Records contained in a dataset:

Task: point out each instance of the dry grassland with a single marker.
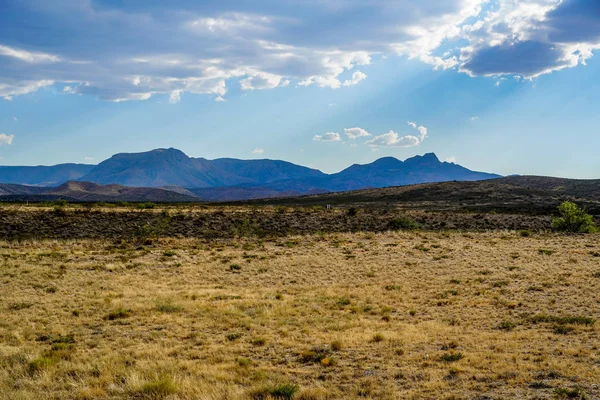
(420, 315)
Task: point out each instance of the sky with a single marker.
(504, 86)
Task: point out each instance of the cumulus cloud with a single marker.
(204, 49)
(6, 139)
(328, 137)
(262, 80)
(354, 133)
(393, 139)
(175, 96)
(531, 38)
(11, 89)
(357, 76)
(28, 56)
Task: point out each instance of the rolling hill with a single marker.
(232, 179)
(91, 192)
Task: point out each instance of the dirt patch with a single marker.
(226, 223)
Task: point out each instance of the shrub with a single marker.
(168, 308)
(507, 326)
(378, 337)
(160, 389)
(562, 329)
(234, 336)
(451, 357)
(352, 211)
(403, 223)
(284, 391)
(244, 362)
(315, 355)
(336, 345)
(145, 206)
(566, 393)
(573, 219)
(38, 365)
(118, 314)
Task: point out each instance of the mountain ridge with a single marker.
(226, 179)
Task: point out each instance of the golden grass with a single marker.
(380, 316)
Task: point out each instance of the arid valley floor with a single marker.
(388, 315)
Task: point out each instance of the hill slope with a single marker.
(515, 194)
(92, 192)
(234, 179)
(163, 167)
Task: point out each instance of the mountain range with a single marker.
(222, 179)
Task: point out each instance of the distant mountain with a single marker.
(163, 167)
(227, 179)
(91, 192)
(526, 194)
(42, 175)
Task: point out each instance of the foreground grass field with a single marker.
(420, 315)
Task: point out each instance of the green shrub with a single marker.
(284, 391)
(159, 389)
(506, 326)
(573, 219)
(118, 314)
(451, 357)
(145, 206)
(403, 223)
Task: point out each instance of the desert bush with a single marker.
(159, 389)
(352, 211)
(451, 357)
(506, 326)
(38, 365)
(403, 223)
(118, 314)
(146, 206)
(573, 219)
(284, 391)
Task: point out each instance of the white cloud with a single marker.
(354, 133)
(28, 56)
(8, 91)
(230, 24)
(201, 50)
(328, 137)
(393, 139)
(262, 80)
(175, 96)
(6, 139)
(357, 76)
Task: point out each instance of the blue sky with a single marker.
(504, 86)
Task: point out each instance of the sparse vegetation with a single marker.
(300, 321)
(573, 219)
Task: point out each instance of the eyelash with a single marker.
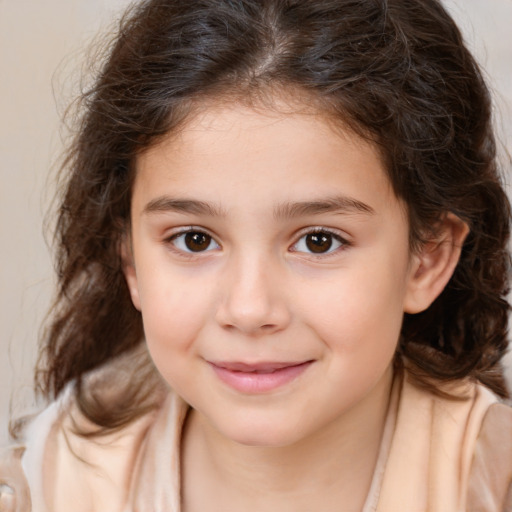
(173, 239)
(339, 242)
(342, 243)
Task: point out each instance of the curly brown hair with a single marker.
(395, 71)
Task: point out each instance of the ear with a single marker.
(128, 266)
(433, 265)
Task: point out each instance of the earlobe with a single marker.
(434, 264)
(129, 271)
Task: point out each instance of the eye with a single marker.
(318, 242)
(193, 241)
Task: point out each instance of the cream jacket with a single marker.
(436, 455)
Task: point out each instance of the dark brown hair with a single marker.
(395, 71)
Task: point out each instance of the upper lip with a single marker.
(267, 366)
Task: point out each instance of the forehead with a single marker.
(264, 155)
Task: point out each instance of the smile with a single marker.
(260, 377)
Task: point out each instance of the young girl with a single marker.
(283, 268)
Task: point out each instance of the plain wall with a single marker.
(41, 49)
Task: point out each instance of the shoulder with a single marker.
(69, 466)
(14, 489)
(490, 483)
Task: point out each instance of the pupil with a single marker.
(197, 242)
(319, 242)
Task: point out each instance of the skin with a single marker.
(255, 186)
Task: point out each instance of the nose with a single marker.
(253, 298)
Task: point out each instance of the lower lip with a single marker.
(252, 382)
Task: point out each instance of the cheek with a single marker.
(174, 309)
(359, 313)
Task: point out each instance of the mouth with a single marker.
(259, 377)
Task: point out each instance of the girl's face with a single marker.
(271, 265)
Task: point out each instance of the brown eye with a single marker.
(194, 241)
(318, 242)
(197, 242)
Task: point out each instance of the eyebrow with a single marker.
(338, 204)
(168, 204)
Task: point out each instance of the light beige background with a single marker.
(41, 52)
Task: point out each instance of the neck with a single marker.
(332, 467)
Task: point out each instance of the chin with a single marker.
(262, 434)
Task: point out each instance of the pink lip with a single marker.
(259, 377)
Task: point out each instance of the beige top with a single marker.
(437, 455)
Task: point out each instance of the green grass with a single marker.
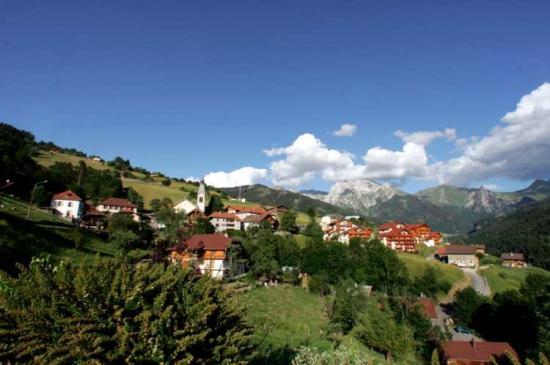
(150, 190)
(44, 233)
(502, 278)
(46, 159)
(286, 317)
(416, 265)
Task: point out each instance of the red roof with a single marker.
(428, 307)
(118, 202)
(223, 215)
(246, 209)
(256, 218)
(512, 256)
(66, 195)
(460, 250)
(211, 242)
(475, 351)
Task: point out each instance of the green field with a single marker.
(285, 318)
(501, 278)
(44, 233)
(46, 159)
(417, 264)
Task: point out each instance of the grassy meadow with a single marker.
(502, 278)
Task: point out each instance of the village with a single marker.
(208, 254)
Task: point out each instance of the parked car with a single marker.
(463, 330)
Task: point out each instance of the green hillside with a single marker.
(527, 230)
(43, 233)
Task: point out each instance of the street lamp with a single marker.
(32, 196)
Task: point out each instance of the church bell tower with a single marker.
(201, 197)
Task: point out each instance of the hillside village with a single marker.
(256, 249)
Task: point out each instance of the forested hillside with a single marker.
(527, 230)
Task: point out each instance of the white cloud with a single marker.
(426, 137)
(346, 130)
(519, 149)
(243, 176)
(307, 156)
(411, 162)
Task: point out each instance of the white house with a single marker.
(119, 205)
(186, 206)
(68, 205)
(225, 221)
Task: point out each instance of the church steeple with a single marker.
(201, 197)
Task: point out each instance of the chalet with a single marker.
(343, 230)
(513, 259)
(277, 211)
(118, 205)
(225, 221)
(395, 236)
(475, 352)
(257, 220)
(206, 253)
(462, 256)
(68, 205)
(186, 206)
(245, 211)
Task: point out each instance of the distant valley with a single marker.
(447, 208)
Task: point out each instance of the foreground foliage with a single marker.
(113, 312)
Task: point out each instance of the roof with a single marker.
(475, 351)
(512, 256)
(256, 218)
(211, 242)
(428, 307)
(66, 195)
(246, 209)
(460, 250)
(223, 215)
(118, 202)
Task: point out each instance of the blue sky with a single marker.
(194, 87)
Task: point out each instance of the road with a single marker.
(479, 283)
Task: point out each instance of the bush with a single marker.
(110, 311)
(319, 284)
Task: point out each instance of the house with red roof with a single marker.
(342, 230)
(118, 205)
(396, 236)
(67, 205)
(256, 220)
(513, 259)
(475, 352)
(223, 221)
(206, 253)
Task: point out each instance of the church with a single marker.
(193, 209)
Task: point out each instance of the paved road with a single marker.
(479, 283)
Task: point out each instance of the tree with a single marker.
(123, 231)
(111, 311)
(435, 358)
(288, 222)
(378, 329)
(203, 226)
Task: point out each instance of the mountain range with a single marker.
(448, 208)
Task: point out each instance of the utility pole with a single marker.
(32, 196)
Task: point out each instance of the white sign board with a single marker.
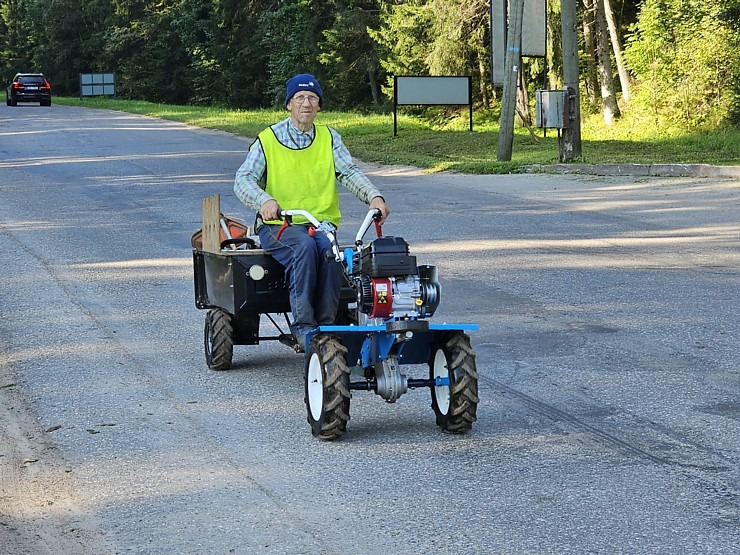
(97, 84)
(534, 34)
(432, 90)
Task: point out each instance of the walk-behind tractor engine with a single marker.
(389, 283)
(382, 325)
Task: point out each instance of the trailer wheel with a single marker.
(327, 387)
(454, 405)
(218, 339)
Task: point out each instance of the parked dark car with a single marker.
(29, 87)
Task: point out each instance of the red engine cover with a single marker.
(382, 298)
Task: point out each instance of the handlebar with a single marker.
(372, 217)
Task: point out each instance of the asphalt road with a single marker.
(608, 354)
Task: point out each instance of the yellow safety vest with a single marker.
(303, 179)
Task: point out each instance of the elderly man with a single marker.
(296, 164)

**TASK GOAL:** Copy out all the entries exactly. Images stay out of the copy.

**OUTPUT FOR THIS EXERCISE:**
Task: point out each instance of the dry grassland with a single marker.
(420, 315)
Task: point out each instance of the sky with a single marker.
(504, 86)
Task: point out each instance of the cumulus cloud with a single marker.
(204, 49)
(6, 139)
(328, 137)
(262, 80)
(354, 133)
(393, 139)
(175, 96)
(531, 38)
(11, 89)
(357, 76)
(28, 56)
Task: point out each instance of the rolling hill with a single marker.
(232, 179)
(91, 192)
Task: point out each instance of the dirt patch with a single marker.
(226, 223)
Task: point out each instance of the shrub with a single marker.
(168, 308)
(507, 326)
(378, 337)
(160, 389)
(562, 329)
(234, 336)
(451, 357)
(352, 211)
(403, 223)
(284, 391)
(244, 362)
(315, 355)
(336, 345)
(145, 206)
(566, 393)
(573, 219)
(38, 365)
(118, 314)
Task: point out each instance of the mountain ridge with a single marker.
(226, 179)
Task: point out each instance of the golden grass with a single marker.
(380, 316)
Task: point out each instance of the arid valley floor with a single marker.
(388, 315)
Task: point out each instance of the hill slope with a single marker.
(515, 194)
(92, 192)
(234, 179)
(163, 167)
Task: point out each instance of the mountain range with a single marker.
(222, 179)
Task: point out each instance of the distant mountain with a single marker.
(163, 167)
(227, 179)
(91, 192)
(526, 194)
(42, 175)
Task: point out each instance of the foreground grass field with a single marker.
(420, 315)
Task: point out each instance of the green shrub with a single marker.
(284, 391)
(159, 389)
(506, 326)
(573, 219)
(118, 314)
(451, 357)
(145, 206)
(403, 223)
Task: point out each instance of the desert bush with a single marker.
(159, 389)
(352, 211)
(451, 357)
(506, 326)
(38, 365)
(403, 223)
(118, 314)
(146, 206)
(573, 219)
(284, 391)
Task: point out each instance of the white cloud with a single marker.
(354, 133)
(28, 56)
(8, 91)
(230, 24)
(201, 50)
(328, 137)
(393, 139)
(262, 80)
(175, 96)
(6, 139)
(357, 76)
Task: point out each instance of the blue sky with a single marker.
(504, 86)
Task: point out each instance of the sparse vegetation with a single marker.
(300, 321)
(573, 219)
Task: point out each instance of the eyelash with a single marker.
(173, 239)
(339, 242)
(342, 243)
Task: point out each instance of the curly brown hair with a single marker.
(395, 71)
Task: point out each instance of the ear with a single marker.
(128, 266)
(433, 265)
Task: point out each instance of the earlobe with a single marker.
(434, 264)
(129, 271)
Task: point out each instance of the eye with a single marker.
(318, 242)
(193, 241)
Task: point out each instance of the cream jacket with a single marker.
(436, 455)
Task: point out each instance of the dark brown hair with a single marker.
(395, 71)
Task: point out each instance of the upper lip with a single marker.
(267, 366)
Task: point out each instance of the forehead with a single marker.
(264, 155)
Task: point out each instance of the smile with a single marker.
(260, 377)
Task: point out each instance of the young girl with a single marker.
(283, 268)
Task: point out each instance of the plain wall with a single marker.
(41, 49)
Task: point out each instance of the shoulder with a single marker.
(69, 466)
(14, 489)
(490, 483)
Task: point out each instance of the pupil with a single marker.
(197, 242)
(319, 242)
Task: point out each instance of the skin with a single marker.
(255, 186)
Task: point out each instance of the nose with a single marker.
(253, 298)
Task: point out each instance of the lower lip with a single marker.
(252, 382)
Task: point out each instance of the cheek with a single marker.
(174, 309)
(359, 313)
Task: point out each instance of the mouth with a single marker.
(259, 377)
Task: point out each instance of the girl's face with a single marker.
(271, 265)
Task: point out each instance of the brown eye with a single marker.
(194, 241)
(318, 242)
(197, 242)
Task: point out each instance of the eyebrow with a single marker.
(338, 204)
(168, 204)
Task: point out each instance of the light beige background with a single marker.
(41, 52)
Task: point out each instance of the neck with a single marker.
(332, 467)
Task: point out each instance of the chin with a single marker.
(262, 434)
Task: point out each instance of the pink lip with a single marker.
(259, 377)
Task: point out each instance of the beige top with a single marker.
(437, 455)
Task: point out each instance of the green grass with a single marker.
(150, 190)
(44, 233)
(502, 278)
(46, 159)
(286, 317)
(416, 265)
Task: point out each instance of the red roof with a single marker.
(428, 307)
(118, 202)
(223, 215)
(246, 209)
(256, 218)
(512, 256)
(66, 195)
(460, 250)
(211, 242)
(475, 351)
Task: point out each instance of the green field with a single marker.
(285, 318)
(501, 278)
(44, 233)
(46, 159)
(417, 264)
Task: point out each instance of the grassy meadow with a single marker.
(502, 278)
Task: point out each instance of the village with a single marker.
(208, 254)
Task: point out each instance of the parked car with a single marker.
(463, 330)
Task: point out each instance of the green hillside with a single marker.
(527, 230)
(43, 233)
Task: point out each instance of the street lamp with a single marker.
(32, 196)
Task: point out each instance of the church bell tower with a single marker.
(201, 197)
Task: point out each instance of the hillside village with a single marker.
(256, 249)
Task: point out each instance of the forested hillside with a single marker.
(527, 230)
Task: point out each instance of the white cloud with a single marker.
(426, 137)
(346, 130)
(519, 149)
(243, 176)
(307, 156)
(411, 162)
Task: point out each instance of the white house with a single marker.
(119, 205)
(186, 206)
(68, 205)
(225, 221)
Task: point out each instance of the church steeple with a single marker.
(201, 197)
Task: point out each instance of the chalet with a single marker.
(343, 230)
(513, 259)
(277, 211)
(118, 205)
(225, 221)
(395, 236)
(475, 352)
(257, 220)
(206, 253)
(462, 256)
(68, 205)
(186, 206)
(245, 211)
Task: point out each instance of the distant valley with a single marker.
(447, 208)
Task: point out each instance of the foreground foliage with a single marker.
(113, 312)
Task: point out each instance of the roof with a single marker.
(475, 351)
(512, 256)
(256, 218)
(211, 242)
(428, 307)
(66, 195)
(246, 209)
(460, 250)
(223, 215)
(118, 202)
Task: point out each instance of the blue sky with a single marker.
(194, 87)
Task: point out each instance of the road with a single marker.
(479, 283)
Task: point out each instance of the bush with a single marker.
(110, 311)
(319, 284)
Task: point out each instance of the house with red roof with a single marker.
(342, 230)
(118, 205)
(396, 236)
(67, 205)
(256, 220)
(513, 259)
(475, 352)
(223, 221)
(206, 253)
Task: point out each instance of the church with a single marker.
(193, 209)
Task: point out each instance of the paved road with a single marker.
(479, 283)
Task: point out each instance of the tree with a single marker.
(123, 231)
(111, 311)
(435, 358)
(288, 222)
(378, 329)
(203, 226)
Task: point out each instance of the mountain range with a single marker.
(448, 208)
Task: point out each instance of the utility pole with a single marker.
(32, 196)
Task: point out each instance of the white sign board with a single marker.
(97, 84)
(534, 34)
(432, 90)
Task: point out each instance of the walk-behind tractor engine with a single marker.
(389, 283)
(382, 325)
Task: point out each instance of the trailer wheel with a single marker.
(327, 387)
(454, 405)
(218, 339)
Task: point out each instance of the parked dark car with a single marker.
(29, 87)
Task: point out each instance of the red engine cover with a single marker.
(382, 298)
Task: point out each instance of the handlebar with a single marker.
(372, 217)
Task: point out each instance of the asphalt road with a single marker.
(608, 354)
Task: point out each instance of the yellow safety vest with a single marker.
(303, 179)
Task: point out each instance of the elderly man with a single marker.
(296, 164)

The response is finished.